## Work task
Give the data again exactly as it appears, excluding any pictures.

================================

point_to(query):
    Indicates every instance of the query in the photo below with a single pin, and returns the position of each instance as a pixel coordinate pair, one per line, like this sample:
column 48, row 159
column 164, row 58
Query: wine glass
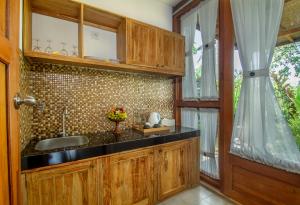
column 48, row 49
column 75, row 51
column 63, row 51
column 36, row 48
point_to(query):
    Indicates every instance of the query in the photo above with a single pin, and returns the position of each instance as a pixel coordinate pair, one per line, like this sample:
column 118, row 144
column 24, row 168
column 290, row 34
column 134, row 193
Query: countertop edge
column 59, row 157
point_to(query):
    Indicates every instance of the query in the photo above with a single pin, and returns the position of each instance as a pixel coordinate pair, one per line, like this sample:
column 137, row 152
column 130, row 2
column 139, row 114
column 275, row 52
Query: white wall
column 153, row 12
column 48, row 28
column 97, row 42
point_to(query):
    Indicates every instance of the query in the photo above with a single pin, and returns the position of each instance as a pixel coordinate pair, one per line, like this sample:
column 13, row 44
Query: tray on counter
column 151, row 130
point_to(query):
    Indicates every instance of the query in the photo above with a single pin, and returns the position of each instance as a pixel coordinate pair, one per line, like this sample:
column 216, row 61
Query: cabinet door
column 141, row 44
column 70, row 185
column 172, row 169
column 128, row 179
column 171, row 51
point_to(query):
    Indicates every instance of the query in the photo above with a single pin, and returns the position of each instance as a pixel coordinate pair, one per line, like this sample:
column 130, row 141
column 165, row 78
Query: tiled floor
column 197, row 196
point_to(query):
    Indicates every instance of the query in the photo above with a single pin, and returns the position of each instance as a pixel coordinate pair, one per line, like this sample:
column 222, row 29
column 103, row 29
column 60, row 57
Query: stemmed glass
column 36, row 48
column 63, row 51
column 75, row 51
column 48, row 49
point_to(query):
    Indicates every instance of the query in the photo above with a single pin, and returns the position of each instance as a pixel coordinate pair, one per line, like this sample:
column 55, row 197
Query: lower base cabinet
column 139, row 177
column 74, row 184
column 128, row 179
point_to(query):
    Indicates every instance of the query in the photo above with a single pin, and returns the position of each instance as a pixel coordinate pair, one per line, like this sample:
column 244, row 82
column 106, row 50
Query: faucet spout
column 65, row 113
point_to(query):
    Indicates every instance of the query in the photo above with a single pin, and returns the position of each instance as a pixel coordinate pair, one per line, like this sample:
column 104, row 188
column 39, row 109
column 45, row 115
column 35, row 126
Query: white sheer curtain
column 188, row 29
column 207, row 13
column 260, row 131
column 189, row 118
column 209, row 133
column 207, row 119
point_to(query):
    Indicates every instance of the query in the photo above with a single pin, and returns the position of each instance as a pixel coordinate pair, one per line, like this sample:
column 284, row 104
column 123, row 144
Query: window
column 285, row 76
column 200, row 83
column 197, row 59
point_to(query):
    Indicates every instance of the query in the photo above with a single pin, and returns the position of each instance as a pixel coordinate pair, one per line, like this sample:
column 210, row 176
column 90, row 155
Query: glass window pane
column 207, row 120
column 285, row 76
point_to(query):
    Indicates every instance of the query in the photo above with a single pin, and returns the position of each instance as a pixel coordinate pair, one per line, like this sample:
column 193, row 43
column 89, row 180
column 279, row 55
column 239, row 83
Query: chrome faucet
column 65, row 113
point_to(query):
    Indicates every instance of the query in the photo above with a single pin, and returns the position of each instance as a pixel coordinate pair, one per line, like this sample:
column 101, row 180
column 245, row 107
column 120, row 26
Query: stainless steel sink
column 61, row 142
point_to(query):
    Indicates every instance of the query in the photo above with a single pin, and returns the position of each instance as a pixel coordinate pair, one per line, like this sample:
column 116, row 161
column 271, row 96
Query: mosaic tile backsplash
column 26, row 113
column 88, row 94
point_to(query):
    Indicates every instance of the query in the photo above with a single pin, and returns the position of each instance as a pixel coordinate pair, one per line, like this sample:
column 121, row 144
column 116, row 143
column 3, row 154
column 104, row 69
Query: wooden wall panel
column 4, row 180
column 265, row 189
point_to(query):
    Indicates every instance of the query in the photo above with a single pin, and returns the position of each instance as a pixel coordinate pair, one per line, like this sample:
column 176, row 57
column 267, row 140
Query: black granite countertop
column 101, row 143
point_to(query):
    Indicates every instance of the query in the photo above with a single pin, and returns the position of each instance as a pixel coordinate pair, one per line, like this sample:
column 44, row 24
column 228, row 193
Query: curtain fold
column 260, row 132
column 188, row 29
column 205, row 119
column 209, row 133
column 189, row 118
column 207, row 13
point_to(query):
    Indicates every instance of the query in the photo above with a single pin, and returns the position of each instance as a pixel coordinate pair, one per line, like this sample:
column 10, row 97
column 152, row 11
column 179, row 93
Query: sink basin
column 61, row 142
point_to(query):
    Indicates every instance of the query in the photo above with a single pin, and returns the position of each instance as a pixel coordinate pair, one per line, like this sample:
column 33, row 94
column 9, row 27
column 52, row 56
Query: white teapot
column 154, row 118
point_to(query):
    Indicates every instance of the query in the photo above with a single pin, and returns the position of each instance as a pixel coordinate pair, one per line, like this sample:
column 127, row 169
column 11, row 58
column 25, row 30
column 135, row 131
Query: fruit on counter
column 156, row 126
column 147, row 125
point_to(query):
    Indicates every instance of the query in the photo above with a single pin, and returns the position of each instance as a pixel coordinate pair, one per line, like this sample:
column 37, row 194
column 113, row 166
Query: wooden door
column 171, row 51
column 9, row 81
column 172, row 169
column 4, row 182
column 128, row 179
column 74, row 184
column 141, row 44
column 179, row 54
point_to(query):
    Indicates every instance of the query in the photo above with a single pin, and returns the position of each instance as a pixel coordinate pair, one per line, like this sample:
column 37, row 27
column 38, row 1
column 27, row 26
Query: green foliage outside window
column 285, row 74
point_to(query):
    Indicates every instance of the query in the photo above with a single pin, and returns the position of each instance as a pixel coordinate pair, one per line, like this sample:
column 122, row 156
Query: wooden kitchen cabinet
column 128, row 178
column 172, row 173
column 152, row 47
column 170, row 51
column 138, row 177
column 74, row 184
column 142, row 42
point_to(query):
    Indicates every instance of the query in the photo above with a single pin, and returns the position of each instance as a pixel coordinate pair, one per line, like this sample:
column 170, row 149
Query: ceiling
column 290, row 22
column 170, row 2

================================

## Answer to this task
point_to(query):
    Indicates every instance of the query in the photo below with a single pin, and returns the position of each instance as a pixel coordinate pair, one per line, like this sample:
column 48, row 159
column 164, row 58
Query: wine glass
column 48, row 49
column 75, row 51
column 63, row 51
column 36, row 48
point_to(query):
    Indicates every instance of the query in the photo above with a single pin, and returns the position of each instance as a pixel coordinate pair, one per line, like this sample:
column 118, row 144
column 24, row 168
column 290, row 34
column 134, row 193
Query: countertop edge
column 59, row 157
point_to(query):
    Indicates every instance of the query in the photo above with a single pin, and returns the position of each instance as a pixel coordinate pair, one per line, like this sample:
column 137, row 152
column 130, row 2
column 139, row 114
column 275, row 52
Query: white wall
column 153, row 12
column 48, row 28
column 97, row 42
point_to(query):
    Indicates every instance of the query in the photo above with a single pin, and returns the position of each instance as a pixel coordinate pair, one per line, like this sample:
column 13, row 44
Query: tray on counter
column 151, row 130
point_to(query):
    Indicates every instance of the query in the photo above with a single pin, and returns the position of each instance as a pixel coordinate pair, one per line, like this sample:
column 216, row 61
Query: cabinet door
column 141, row 44
column 70, row 185
column 172, row 169
column 128, row 179
column 171, row 51
point_to(query):
    Indicates every instance of the query in the photo above with a single pin, and returns the position of each instance as a pixel coordinate pair, one per line, like this sample:
column 130, row 141
column 165, row 78
Query: tiled floor
column 197, row 196
point_to(query):
    Indicates every instance of the query in the photo above with a single pin, and returns the position of each instance as a pixel coordinate pair, one per line, like this sample:
column 222, row 29
column 103, row 29
column 60, row 57
Query: stemmed glass
column 36, row 48
column 63, row 51
column 75, row 51
column 48, row 49
point_to(query):
    Indicates every instance of the query in the photo above with a single pin, and returns the position of each instance as a pixel coordinate pair, one per line, like this sample:
column 55, row 197
Query: lower base cabinet
column 139, row 177
column 74, row 184
column 128, row 179
point_to(query):
    Indicates every instance of the query in the photo above with a single pin, and returns the position of each instance as a pixel coordinate pair, one per line, like this sample:
column 244, row 82
column 106, row 50
Query: faucet spout
column 65, row 113
point_to(query):
    Indicates every instance of the query in the photo above with a single pin, and returns the position of each instance as a pixel coordinate pair, one per line, like this sample:
column 104, row 188
column 39, row 109
column 45, row 115
column 35, row 126
Query: white sheer curtain
column 188, row 29
column 207, row 13
column 260, row 131
column 189, row 118
column 209, row 133
column 207, row 119
point_to(query):
    Indicates every instance of the query in the photo above with a single pin, and returns the position of each instance as a pixel coordinate pair, one per line, like this sample:
column 284, row 104
column 123, row 144
Query: window
column 285, row 76
column 200, row 83
column 197, row 59
point_to(query):
    Indicates every instance of the query in the photo above with a single pin, and returns the position of each instance as a pixel coordinate pair, one per line, like this sample:
column 210, row 176
column 90, row 155
Query: glass window pane
column 207, row 120
column 285, row 76
point_to(query):
    Indicates every instance of the query in the photo above with a single pin, and returns the position of each instance as a pixel coordinate pair, one per line, like this sample:
column 193, row 43
column 89, row 180
column 279, row 55
column 239, row 83
Query: chrome faucet
column 65, row 113
point_to(query):
    Indicates every instance of the query in the photo above with a single pin, and returns the position of each instance as a pixel coordinate pair, one per line, like this sample:
column 101, row 180
column 245, row 107
column 120, row 26
Query: stainless steel sink
column 61, row 142
point_to(query):
    Indicates every instance of the query in the photo above with a single pin, and returns the position of each instance as a pixel coordinate pair, one per line, like this sample:
column 116, row 161
column 271, row 96
Query: mosaic tile backsplash
column 26, row 113
column 88, row 94
point_to(query):
    Indicates every instance of the query in the photo above with a single pin, and returns the position of each instance as a pixel coordinate pair, one per line, like this sample:
column 121, row 144
column 116, row 143
column 3, row 154
column 104, row 69
Query: wooden wall panel
column 4, row 180
column 265, row 189
point_to(query):
    Indicates every instance of the query in the photo above with a single pin, and returns the position of each instance as a pixel coordinate pair, one per line, like this sample:
column 176, row 57
column 267, row 140
Query: black granite countertop
column 101, row 143
point_to(query):
    Indicates every instance of the query in the photo above with a single pin, and returns the position of each instance as a pixel coordinate pair, one per line, like this sample:
column 44, row 24
column 228, row 193
Query: curtain fold
column 260, row 132
column 188, row 29
column 205, row 119
column 209, row 133
column 189, row 118
column 207, row 13
point_to(query):
    Indicates every instance of the query in the photo above with a single pin, and returns the position of each instance as a pixel coordinate pair, one per line, like this sample:
column 10, row 97
column 152, row 11
column 179, row 93
Query: sink basin
column 61, row 142
point_to(query):
    Indicates every instance of the query in the photo above with a single pin, and returns the position of each instance as a pixel coordinate pair, one per line, like this sample:
column 33, row 94
column 9, row 27
column 52, row 56
Query: white teapot
column 154, row 118
point_to(query):
    Indicates every instance of the query in the photo above with a single pin, and returns the position of each instance as a pixel coordinate pair, one per line, like this sample:
column 127, row 169
column 11, row 58
column 25, row 30
column 135, row 131
Query: fruit on counter
column 156, row 126
column 147, row 125
point_to(query):
    Indicates every instance of the query in the photo above with a single pin, and returns the position of each instance as a pixel coordinate pair, one per line, like this sample:
column 37, row 194
column 113, row 166
Query: wooden door
column 171, row 51
column 9, row 81
column 172, row 169
column 4, row 182
column 128, row 179
column 74, row 184
column 141, row 44
column 179, row 54
point_to(query):
    Indicates every instance of the query in the photo above with a single pin, and returns the position of each instance as a pixel coordinate pair, one per line, like this sample:
column 37, row 27
column 38, row 1
column 27, row 26
Query: green foliage outside window
column 285, row 74
point_to(query):
    Indicates every instance of the query in the photo above with a single pin, and returns the position of each instance as a pixel coordinate pair, one per line, like this sample:
column 122, row 156
Query: wooden kitchen cabinet
column 128, row 178
column 172, row 173
column 152, row 47
column 170, row 51
column 138, row 177
column 74, row 184
column 142, row 42
point_to(query):
    Indicates every instance of the query in the photo above with a single pin, and returns the position of each instance as a pixel coordinate pair, one per line, like this sample:
column 170, row 149
Query: ceiling
column 290, row 22
column 170, row 2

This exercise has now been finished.